SELECTED EXCERPT:

■ ■ ■ ■

The 64th Legislature has convened for Regular Session until April 26, 2015. Below is a list of pension-related bills introduced for 2015. For more information on proposed bills, visit the Washington State Legislature's website.
Click on the bill number for more detailed information about the legislation. Please note that legislative proposals do not become law until they are passed by both houses of the Legislature and signed by the governor. To date, no pension-related bills have been passed by the Legislature.
Click on the bill number for more detailed information about the legislation
|House Bill Number||Senate Bill Number||Title|
|HB 1036||HB 1036 – Addressing PERS survivor benefits for deceased domestic partners
If enacted, this bill would provide survivor benefits to the spouses of deceased members of the Public Employees’ Retirement System (PERS) who were registered domestic partners, later married, but the member died prior to being eligible to add the spouse as a survivor.
|HB 1109||HB 1109 – Adding OSPI employees to TRS
If enacted, this bill would add employees of the Office of the Superintendent of Public Instruction (OSPI) to the Teacher’s Retirement System (TRS), if they are qualified to teach and are in an instructional, administrative, or supervisory position.

■ ■ ■ ■

[Records from a point labeling set]
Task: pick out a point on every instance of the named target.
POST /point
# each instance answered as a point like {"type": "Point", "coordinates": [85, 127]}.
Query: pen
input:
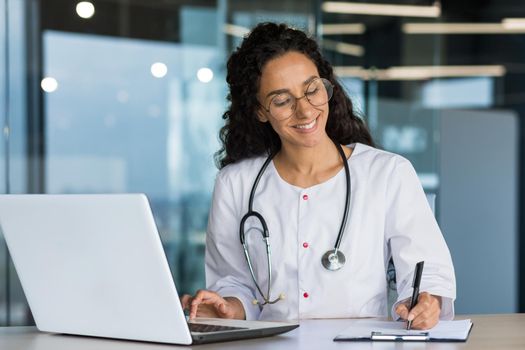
{"type": "Point", "coordinates": [415, 284]}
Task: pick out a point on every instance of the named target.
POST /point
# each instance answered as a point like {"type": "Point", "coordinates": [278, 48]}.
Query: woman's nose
{"type": "Point", "coordinates": [304, 108]}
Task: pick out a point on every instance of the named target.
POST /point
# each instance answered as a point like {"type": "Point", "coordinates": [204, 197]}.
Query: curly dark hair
{"type": "Point", "coordinates": [244, 135]}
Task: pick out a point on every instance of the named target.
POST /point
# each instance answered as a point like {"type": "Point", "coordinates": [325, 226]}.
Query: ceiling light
{"type": "Point", "coordinates": [358, 8]}
{"type": "Point", "coordinates": [420, 72]}
{"type": "Point", "coordinates": [344, 48]}
{"type": "Point", "coordinates": [513, 23]}
{"type": "Point", "coordinates": [159, 69]}
{"type": "Point", "coordinates": [460, 28]}
{"type": "Point", "coordinates": [331, 29]}
{"type": "Point", "coordinates": [85, 9]}
{"type": "Point", "coordinates": [235, 30]}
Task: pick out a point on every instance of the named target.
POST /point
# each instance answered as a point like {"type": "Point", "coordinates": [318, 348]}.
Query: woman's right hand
{"type": "Point", "coordinates": [206, 303]}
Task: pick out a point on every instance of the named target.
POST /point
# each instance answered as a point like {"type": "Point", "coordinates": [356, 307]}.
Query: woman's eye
{"type": "Point", "coordinates": [312, 91]}
{"type": "Point", "coordinates": [281, 101]}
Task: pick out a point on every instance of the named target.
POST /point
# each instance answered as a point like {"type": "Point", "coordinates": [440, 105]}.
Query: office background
{"type": "Point", "coordinates": [129, 98]}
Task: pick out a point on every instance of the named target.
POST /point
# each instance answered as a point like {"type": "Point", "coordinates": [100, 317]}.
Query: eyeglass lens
{"type": "Point", "coordinates": [318, 93]}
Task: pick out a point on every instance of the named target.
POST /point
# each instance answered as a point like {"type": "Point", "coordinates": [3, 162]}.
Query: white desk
{"type": "Point", "coordinates": [499, 332]}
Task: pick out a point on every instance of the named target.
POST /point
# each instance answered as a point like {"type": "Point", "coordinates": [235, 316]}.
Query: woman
{"type": "Point", "coordinates": [288, 109]}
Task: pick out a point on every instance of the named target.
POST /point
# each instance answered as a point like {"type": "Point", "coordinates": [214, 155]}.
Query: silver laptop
{"type": "Point", "coordinates": [94, 265]}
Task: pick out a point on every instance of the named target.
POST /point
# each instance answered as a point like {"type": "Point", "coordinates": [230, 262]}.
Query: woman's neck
{"type": "Point", "coordinates": [308, 166]}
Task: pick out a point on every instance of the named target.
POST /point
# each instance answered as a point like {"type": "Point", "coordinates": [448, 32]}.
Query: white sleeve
{"type": "Point", "coordinates": [226, 270]}
{"type": "Point", "coordinates": [414, 235]}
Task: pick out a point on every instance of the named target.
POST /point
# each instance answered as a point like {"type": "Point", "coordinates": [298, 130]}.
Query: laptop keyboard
{"type": "Point", "coordinates": [206, 328]}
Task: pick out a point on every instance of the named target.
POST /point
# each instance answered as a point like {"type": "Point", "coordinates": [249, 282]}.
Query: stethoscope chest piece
{"type": "Point", "coordinates": [333, 260]}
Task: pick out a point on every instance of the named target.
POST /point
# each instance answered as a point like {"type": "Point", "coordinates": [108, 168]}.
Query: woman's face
{"type": "Point", "coordinates": [292, 74]}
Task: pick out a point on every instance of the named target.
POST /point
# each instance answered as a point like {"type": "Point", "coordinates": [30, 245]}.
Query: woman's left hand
{"type": "Point", "coordinates": [425, 314]}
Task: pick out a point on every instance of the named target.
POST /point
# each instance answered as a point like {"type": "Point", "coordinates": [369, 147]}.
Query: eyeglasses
{"type": "Point", "coordinates": [318, 92]}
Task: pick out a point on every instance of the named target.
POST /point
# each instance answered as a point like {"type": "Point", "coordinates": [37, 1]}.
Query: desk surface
{"type": "Point", "coordinates": [489, 332]}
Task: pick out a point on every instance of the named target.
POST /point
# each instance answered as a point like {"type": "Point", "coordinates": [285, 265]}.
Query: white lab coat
{"type": "Point", "coordinates": [389, 216]}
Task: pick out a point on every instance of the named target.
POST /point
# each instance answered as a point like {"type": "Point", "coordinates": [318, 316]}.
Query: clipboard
{"type": "Point", "coordinates": [392, 331]}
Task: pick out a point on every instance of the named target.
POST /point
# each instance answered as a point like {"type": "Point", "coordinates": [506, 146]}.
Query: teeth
{"type": "Point", "coordinates": [306, 126]}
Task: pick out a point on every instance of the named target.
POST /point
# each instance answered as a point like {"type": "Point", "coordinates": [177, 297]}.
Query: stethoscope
{"type": "Point", "coordinates": [332, 260]}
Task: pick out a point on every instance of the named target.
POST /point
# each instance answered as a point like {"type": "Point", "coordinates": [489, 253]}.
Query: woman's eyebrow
{"type": "Point", "coordinates": [280, 91]}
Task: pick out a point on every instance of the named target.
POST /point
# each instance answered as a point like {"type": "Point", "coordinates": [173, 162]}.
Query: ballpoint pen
{"type": "Point", "coordinates": [415, 284]}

■ ■ ■ ■

WORK TO COMPLETE:
1. Answer these from the page on 2015 pension-related bills, one line each:
(a) Until what date has the 64th Legislature convened for Regular Session?
(b) Under HB 1109, employees of which office would be added to the Teacher's Retirement System?
(c) What must happen before a legislative proposal becomes law?
2. Resume the page on 2015 pension-related bills from where it stops.

THE RESULTS:
1.
(a) April 26, 2015.
(b) The Office of the Superintendent of Public Instruction (OSPI).
(c) It must be passed by both houses of the Legislature and signed by the governor.

2.
|HB 1168||SB 5211||HB 1168/SB 5211 – Correcting PERS retiree return to work restrictions
ESHB 1981 of the 2011 session modified the return to work rules for PERS retirees. If enacted, this bill would correct some unintended consequences of those statute changes to ensure that:
|HB 1169||SB 5210||HB 1169/SB 5210 – Regarding an optional life annuity benefit for members of the Washington State Patrol Retirement System
If enacted, this bill would allow WSPRS members to use funds from certain tax-qualified plans to purchase a life annuity from the Washington State Patrol retirement fund at the time of retirement.
|HB 1322||HB 1322 – Amending estoppel criteria to only apply to those eligible for “normal” retirement
Currently, members eligible for retirement in certain plans are prevented (estopped) from joining a different retirement system. If enacted, this bill would amend the estoppel criteria to state that a member would be estopped from membership in a retirement system if the retirement eligibility for another system is a “normal” retirement. Those who are not eligible for a full retirement, but only a retirement benefit calculated under alternate retirement criteria, such as early retirement, would no longer be estopped from membership in another system based on this section, and would therefore be mandated into membership unless excluded by other criteria.
|HB 1542||SB 5473||HB 1542/SB 5473 – Regarding alternate retirement provisions for PERS, TRS and SERS (Rule of 85)
If enacted, this bill would provide unreduced retirement benefits to any vested Plan 2 and Plan 3 member of PERS, TRS, and SERS, who is at least age 55 and for whom the sum of the member's age and the number of years of the member's service credit equals 85 or more.
|HB 1615||SB 5545||HB 1615/SB 5545 – Return to work after retiring under 2008 Early Retirement Factors
If enacted, this bill would allow a retiree, from Plan 2 or 3 of the Teachers’ Retirement System (TRS), School Employees’ Retirement System (SERS) or Public Employees’ Retirement System (PERS), who retired under the 2008 Early Retirement Factors (ERFs) to return to work before age 65 and continue receiving his or her pension benefit.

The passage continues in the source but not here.